=== What to work on ===
Count the lines in the records below that contain the word "segment" and reply with that number alone.

=== Dataset records ===
%%
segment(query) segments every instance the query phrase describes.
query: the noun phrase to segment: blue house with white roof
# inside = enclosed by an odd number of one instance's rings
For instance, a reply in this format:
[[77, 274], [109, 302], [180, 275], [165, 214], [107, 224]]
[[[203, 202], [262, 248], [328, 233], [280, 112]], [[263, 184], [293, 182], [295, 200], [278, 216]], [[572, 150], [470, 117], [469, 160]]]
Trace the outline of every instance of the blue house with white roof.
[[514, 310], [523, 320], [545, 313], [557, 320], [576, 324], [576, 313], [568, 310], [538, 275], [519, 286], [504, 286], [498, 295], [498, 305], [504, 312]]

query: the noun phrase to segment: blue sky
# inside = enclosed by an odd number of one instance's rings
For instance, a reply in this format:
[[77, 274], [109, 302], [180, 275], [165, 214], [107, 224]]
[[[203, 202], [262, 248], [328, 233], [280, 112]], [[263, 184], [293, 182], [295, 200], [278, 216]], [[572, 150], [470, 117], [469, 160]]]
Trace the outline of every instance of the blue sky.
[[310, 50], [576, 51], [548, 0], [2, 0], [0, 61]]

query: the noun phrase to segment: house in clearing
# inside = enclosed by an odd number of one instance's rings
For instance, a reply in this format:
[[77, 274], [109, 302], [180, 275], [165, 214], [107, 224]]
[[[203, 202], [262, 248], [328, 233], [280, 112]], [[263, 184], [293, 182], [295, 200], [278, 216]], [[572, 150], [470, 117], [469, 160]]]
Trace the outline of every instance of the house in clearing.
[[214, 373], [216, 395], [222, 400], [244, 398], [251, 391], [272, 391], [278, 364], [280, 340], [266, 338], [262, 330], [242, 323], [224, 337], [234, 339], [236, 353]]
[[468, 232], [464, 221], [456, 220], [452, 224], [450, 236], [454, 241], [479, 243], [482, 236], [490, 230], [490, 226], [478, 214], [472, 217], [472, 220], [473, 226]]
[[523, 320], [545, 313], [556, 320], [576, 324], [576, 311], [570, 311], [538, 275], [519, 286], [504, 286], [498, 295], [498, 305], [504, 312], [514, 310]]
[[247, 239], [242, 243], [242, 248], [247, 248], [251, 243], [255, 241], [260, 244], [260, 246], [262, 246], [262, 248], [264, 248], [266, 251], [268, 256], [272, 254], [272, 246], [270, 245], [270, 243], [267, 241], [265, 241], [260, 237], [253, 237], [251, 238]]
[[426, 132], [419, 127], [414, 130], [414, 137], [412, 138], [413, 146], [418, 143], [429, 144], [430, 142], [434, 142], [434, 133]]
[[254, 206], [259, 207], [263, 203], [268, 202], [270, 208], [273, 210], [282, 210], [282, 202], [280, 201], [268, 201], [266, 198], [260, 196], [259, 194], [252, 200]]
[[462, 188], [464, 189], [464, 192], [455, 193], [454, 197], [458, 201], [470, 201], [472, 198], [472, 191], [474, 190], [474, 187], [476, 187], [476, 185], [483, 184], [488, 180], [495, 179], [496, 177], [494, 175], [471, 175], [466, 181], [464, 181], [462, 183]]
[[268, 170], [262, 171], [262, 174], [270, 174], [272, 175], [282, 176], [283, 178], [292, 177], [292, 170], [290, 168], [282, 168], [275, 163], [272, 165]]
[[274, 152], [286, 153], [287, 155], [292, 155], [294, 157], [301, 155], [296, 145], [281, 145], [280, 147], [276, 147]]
%%
=== The response ===
4